EXERCISE DETAILS:
Reproduce the listing in full. Keep every character unchanged.

MATERIAL PROVIDED:
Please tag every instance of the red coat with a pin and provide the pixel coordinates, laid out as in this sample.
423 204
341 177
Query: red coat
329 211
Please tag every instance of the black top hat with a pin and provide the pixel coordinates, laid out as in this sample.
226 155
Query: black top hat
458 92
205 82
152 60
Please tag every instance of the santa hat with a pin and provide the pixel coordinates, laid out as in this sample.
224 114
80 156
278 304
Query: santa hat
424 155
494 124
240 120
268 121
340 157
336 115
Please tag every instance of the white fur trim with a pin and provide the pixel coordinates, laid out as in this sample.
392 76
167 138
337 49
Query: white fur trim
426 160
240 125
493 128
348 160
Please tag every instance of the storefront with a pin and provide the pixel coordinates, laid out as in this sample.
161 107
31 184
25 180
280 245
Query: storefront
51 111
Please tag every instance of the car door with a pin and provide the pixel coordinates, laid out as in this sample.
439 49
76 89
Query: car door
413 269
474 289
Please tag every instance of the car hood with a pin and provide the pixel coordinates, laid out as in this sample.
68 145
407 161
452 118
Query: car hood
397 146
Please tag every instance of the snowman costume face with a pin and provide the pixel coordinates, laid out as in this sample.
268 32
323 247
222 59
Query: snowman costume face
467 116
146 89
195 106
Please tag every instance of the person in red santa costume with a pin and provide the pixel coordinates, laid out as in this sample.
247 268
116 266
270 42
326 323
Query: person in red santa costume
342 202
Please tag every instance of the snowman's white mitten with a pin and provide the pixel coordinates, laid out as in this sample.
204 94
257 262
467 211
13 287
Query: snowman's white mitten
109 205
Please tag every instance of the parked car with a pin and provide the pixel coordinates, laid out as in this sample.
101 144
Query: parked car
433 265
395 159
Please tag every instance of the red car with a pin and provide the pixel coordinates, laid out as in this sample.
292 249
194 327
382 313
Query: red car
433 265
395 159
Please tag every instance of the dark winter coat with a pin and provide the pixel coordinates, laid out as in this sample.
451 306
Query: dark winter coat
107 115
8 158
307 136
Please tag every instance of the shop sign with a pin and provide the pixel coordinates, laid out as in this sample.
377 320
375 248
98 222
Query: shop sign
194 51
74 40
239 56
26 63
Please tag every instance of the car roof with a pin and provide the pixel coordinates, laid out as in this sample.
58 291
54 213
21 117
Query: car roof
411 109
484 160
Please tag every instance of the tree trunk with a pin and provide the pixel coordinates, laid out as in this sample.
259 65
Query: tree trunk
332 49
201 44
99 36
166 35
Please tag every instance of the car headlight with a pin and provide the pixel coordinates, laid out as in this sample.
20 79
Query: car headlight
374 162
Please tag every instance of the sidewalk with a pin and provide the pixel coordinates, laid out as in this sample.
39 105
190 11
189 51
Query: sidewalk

YOUR SOLUTION:
Please tag every instance of the red coat with a pin and provide the pixel coordinates, laid out as in this sample.
423 204
341 177
Query: red coat
329 211
Please tag every instance of the black top hat with a pin and provide the pixel coordinates, laid out as in this sample.
226 155
Query: black top hat
458 92
205 82
152 60
Please tag every instance of the santa hat with a pin and provide the pixel coordinates, laid out as in this sample.
224 114
80 156
278 304
Query: santa hat
424 155
494 124
240 120
268 121
340 157
336 115
Please tag every instance of the white fur trim with a pin and provide the pixel coordinates, laid out as in this sample.
392 76
167 138
337 49
Query: white fur trim
426 160
240 125
493 128
348 160
Please tag every instance of the storefront with a pin and provide the pixel coordinates, laid out as in this sample.
161 107
31 184
25 180
280 245
Query: storefront
51 111
Please tag every instance of the car door with a pin and provide the pixel coordinates, laid out as in this sample.
439 49
76 89
Query: car door
413 269
474 289
Please tag every instance of the car hood with a pin and provide the pixel coordinates, laid out as in this sample.
68 145
407 161
452 118
Query: car hood
397 146
Please tag every instance of the snowman costume face with a pin and provide the pixel coordinates, laid out as in this sample.
268 32
323 247
222 59
Query: snowman costume face
467 116
146 89
195 106
Please tag every instance of the person in red santa costume with a pin and provide the pixel coordinates, laid out as in this sample.
247 268
116 266
270 42
326 323
Query: person in red santa costume
342 202
Please tag every instance of the snowman's white mitten with a pin and provide the pixel coordinates, laid out as in this sample.
204 94
257 262
467 211
13 287
Query: snowman's white mitten
109 205
Please tag every instance of the parked car with a pin and provide the pixel coordinates, laid out as in this sample.
101 144
Query: parked car
433 265
395 159
Please tag every instance of the red car with a pin and provide the pixel coordinates, laid out as in this sample.
292 249
194 327
382 313
Query: red car
433 265
395 159
Please tag every instance of the dark winter coat with a pin and provide the pixel coordinates, laid out as in this sample.
451 306
Query: dark winter coat
107 115
8 158
307 136
Please tag every instance of the shop sign with a pin and provide the pixel coordinates, laid out as in this sample.
377 320
375 248
98 222
Query: shop sign
194 51
74 40
239 56
26 63
Please tag every instance of the car roof with a pin and provide the pixel coordinates, laid out as in this sample.
58 291
54 213
21 117
Query: car roof
411 109
484 160
Please tag every instance of the tree trunk with a pin and provide the pixel coordinates, laid out as in this sample.
259 65
Query: tree trunk
332 49
201 44
99 36
166 35
Please tag every instance of the car headlight with a pin and provide the pixel coordinates, laid out as in this sample.
20 79
Query: car headlight
374 162
Please tag every instance of the sidewalk with a pin and provide the pixel coordinates, laid out as in this sample.
39 105
190 11
189 51
Query: sidewalk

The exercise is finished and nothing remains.